** THINGS TO DO **
a. Answer these from the passage on speech-language therapists' assessments of EAL speakers:
(i) What is the most common reason the therapists give for choosing English in assessments?
(ii) Why should the survey findings be viewed with some caution?
(iii) What do the majority of EAL speakers in South Africa use as their mother tongue?
b. Extend the passage on language choice in speech-language assessments with new text that follows on from its final sentence.

** DOCUMENT PASSAGE **

====

There are several reasons given by the therapists for the choice of English in assessments, but the most common is the therapist's self-proclaimed restricted competence in other African languages, as reflected in the quotes below:

'I feel equipped when the goal is to improve English language comprehension and expression'.

'I only work in English medium schools where I have an understanding of culture or background and thus sensitivity thereof'.

'I feel equipped because I don't take on children if therapy is not in English'.

'My level of competence in understanding, speaking and thinking about all languages (except English) is insufficient in providing quality accountable service'.

Although some of the therapists are content with the use of English, as reflected in their responses, others expressed some concerns:

'Assessment tools and programmes are foreign to these children (referring to EAL speaking children) regarding the language as well as cultural barriers'.

'There are several reasons why these assessment tools present with these barriers and these include a different language, culture, experience or dialect'.

 

Discussion and implications of the results

Because of the low response rate to the questionnaires, the findings should be viewed with some caution in terms of conclusiveness. They do however provide an interesting insight into the direction of a broader picture of the profile of SLTs and their test usage in SA.

The survey findings suggest that EAL speakers are currently mostly being assessed by SLTs who come from different linguistic and cultural backgrounds to those of the clients (SASLHA, 2012, 2013; Von Dulm & Southwood, 2013). This information accentuates the issue of the relationship between language and culture. Language represents a powerful tool of self-definition and expression and becomes a means through which various cultural and social groups can find unique expression (Han & Price, 2015, Jandt, 2000; Ji, Zhang & Nisbett, 2004; Tabors, 2008). It can thus be argued that language is a cultural phenomenon (Ball & Peltier, 2011; Riley, 2007; Sardar & Van Loon, 2004). Bearing this in mind, it becomes essential for professionals in the language field to understand and always draw on mother tongue, socio-cultural meanings when involved in the assessment of language of multilingual and multicultural populations (Gopaul-McNicol & Armour-Thomas, 2002; Solarsh & Alant, 2006; Westby, 2009). In South Africa, the majority of EAL speakers use an African language as their mother tongue (http://www.statssa.gov.za), and the majority of SLTs do not. The survey results indicate that EAL speakers are thus currently being evaluated by SLTs who do not speak or understand an African language. In addition, feedback on the questionnaire also reveals that SLTs have restricted understanding of the cultures linked to these languages. It can thus be assumed that the SLT will use their own linguistic and cultural background as a frame of reference for interpreting the assessment results and this in turn may further influence the language choice and use in assessment as well as interpretation of results.

The picture thus emerging from the results of the survey places the SLT in a very powerful position as they can attach their own cultural and linguistic worldview to the meaning of the assessment and criteria for success. This powerful position further raises the question as to whether the meaning that the SLT attaches to their assessment, serves the interests of justice and equality as they relate to the client. Issues of justice and equality underpin current discussions within the profession pertaining to hegemonic discourses, language and practices that reproduce them (Kathard & Pillay, 2013, 2015).

====

[Saved entries]
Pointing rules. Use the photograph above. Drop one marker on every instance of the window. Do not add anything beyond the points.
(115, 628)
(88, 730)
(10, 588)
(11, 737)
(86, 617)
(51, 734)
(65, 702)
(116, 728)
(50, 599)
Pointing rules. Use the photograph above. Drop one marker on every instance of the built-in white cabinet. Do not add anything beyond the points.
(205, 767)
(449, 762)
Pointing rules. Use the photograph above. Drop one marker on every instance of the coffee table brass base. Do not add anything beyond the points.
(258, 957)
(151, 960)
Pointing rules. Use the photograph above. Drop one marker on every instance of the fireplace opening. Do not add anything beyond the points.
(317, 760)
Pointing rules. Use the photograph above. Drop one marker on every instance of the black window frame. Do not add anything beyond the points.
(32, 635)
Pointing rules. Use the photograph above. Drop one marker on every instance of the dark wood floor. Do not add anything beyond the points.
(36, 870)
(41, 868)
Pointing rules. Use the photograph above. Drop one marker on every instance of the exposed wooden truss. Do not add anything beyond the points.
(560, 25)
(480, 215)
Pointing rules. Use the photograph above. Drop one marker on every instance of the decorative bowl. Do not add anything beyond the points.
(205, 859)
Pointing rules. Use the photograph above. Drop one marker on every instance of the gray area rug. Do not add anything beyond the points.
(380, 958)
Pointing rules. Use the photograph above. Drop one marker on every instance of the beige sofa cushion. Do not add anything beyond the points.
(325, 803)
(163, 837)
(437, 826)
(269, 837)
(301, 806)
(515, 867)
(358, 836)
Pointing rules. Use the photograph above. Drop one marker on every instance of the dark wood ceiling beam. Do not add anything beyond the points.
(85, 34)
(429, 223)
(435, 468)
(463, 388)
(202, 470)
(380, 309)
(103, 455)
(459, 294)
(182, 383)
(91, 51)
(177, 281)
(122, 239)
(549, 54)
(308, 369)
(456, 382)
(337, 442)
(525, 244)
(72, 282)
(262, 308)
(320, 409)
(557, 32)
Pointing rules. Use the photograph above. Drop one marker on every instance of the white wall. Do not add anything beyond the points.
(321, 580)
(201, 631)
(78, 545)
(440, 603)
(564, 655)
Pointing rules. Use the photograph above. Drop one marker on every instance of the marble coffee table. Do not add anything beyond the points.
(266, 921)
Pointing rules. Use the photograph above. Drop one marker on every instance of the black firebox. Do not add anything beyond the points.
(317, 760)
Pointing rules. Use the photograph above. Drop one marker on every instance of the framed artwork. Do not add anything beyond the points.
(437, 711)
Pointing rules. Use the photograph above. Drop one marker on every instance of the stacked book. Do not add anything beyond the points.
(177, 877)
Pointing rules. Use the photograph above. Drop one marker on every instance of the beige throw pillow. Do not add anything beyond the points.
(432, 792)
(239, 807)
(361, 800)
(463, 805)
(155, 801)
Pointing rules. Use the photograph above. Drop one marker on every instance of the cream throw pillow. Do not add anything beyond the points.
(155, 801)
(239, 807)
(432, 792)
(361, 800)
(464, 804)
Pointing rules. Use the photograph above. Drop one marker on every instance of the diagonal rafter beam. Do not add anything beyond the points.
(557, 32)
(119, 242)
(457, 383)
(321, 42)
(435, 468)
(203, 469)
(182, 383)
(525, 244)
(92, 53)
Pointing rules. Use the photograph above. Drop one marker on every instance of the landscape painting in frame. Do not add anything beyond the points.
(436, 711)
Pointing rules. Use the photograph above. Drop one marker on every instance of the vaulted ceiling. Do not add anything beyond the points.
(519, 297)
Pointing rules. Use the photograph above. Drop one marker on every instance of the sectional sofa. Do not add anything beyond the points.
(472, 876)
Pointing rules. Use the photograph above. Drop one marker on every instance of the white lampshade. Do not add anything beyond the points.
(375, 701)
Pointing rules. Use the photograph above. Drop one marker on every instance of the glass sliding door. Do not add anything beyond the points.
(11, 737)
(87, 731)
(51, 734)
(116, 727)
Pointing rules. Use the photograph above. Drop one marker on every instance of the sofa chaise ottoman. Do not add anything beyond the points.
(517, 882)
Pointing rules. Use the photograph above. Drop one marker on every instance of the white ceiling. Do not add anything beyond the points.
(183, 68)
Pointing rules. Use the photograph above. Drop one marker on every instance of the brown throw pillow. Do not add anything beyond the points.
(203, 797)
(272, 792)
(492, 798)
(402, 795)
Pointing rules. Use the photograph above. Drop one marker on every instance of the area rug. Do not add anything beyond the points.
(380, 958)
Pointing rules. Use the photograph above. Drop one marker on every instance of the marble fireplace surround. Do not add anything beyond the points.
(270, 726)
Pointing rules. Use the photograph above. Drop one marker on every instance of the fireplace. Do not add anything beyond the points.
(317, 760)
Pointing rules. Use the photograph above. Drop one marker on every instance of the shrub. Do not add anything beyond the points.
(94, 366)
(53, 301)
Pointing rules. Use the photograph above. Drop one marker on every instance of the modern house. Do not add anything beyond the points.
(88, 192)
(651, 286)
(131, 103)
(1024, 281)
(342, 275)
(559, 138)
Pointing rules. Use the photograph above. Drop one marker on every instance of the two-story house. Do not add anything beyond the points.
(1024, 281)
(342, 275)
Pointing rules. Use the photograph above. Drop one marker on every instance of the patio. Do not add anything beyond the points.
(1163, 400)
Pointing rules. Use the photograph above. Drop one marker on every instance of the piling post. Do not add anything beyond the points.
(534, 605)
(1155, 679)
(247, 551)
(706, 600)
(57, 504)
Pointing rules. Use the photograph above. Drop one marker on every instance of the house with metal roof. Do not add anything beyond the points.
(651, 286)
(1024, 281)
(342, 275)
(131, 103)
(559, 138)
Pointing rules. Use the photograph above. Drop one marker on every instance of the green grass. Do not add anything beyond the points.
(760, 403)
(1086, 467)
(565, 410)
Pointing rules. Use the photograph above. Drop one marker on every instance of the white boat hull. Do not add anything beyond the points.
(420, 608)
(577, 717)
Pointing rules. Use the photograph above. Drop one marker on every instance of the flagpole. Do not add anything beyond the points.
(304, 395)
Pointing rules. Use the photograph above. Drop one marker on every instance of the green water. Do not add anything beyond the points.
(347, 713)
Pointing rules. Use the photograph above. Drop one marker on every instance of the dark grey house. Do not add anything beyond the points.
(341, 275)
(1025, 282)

====

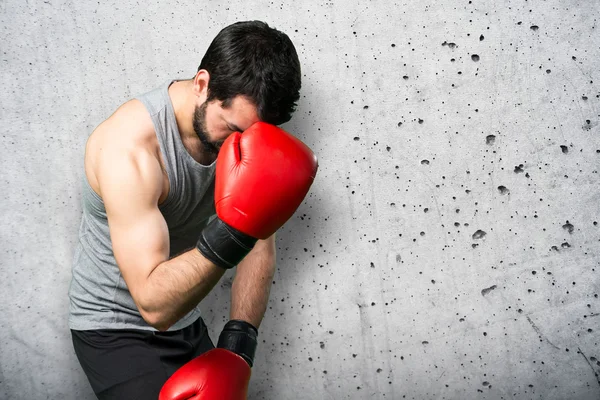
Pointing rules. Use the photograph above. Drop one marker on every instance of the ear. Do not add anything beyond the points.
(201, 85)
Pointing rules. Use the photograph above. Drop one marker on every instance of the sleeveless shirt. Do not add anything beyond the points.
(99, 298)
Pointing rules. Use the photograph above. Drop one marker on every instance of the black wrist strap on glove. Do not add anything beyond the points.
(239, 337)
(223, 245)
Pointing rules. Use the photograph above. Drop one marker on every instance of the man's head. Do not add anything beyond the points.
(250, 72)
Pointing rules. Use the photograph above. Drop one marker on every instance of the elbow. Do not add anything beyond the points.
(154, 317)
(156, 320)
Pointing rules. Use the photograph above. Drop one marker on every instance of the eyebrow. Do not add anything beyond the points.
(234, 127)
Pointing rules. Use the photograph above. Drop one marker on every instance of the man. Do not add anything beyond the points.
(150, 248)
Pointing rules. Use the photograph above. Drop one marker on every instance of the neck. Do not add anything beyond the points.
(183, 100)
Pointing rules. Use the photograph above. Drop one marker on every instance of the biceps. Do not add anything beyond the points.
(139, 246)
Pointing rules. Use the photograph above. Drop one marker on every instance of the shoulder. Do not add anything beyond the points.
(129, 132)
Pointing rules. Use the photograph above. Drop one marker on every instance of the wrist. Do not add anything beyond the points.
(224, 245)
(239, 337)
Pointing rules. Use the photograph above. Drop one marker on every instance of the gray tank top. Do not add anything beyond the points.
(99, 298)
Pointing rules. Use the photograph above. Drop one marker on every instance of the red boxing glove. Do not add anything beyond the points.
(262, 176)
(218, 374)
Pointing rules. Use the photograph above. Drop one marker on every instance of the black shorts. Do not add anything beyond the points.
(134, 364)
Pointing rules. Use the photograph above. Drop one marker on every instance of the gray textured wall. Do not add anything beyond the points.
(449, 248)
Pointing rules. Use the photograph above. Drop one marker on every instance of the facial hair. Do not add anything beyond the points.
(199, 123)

====

** YOUR RESPONSES **
a.
(i) The therapist's self-proclaimed restricted competence in other African languages.
(ii) Because of the low response rate to the questionnaires.
(iii) An African language.

b.
The nature and number of comments from some of the respondents suggest that they concur that the current situation is not ideal and indicate the need for a greater research effort into the creation of more culturally and linguistically relevant language assessment materials for EAL speakers in South Africa.

As a result of the challenges mentioned by the SLTs in the survey, specifically a paucity of culturally and linguistically relevant tests developed for the South African population (Naudé, Louw & Weideman, 2007; Pascoe & Norman, 2011), most evaluations are conducted using tests developed and normed on populations that are predominantly from the US or UK. That these tests are not ideal in their current form for assessing a South African EAL speaker who is from an indigenous language and cultural background goes without saying and this is confirmed by research into language development and assessment (Caesar & Kohler, 2007; Gopaul-McNicol & Armour-Thomas, 2002; Moro, 2008; Pierce & Williams, 2013). Tests currently used by SLTs in South Africa are predominantly based on a linguistic, cultural and social context that is largely European and American. The guidelines for the administration of these tests do not refer to the South African multilingual and multicultural population. The test developers thus do not expect them to be used on populations outside of those stipulated in the test.

One of the reasons that the SLTs provided for mostly conducting the assessment and therapy of EAL speakers in English is the demand for the use of English by the parents of the EAL speaking children. These demands are linked to the perception by parents of EAL children that English is the language linked to progress in education. Despite the recognition of 11 official languages in SA, English remains the dominant language in all sectors of society (Burger, 2011; Green, 2008; Kamwangamalu, 2000; Landsberg, 2005; Muendane, 2006), including education (Republic of South Africa, 2011). Many African EAL speaking children from an indigenous language and cultural background are thus taught in settings where English is the medium of instruction (MoI). The language of learning and teaching (LOLT) in many South African schools is English (Lafon, 2007; Landsberg, 2005). Many SLTs therefore try to justify their persistence in assessment and intervention in English even for EAL speakers, the evidence of which is clear in the survey results, which showed that 86% of the SLTs used English in language assessments and therapy.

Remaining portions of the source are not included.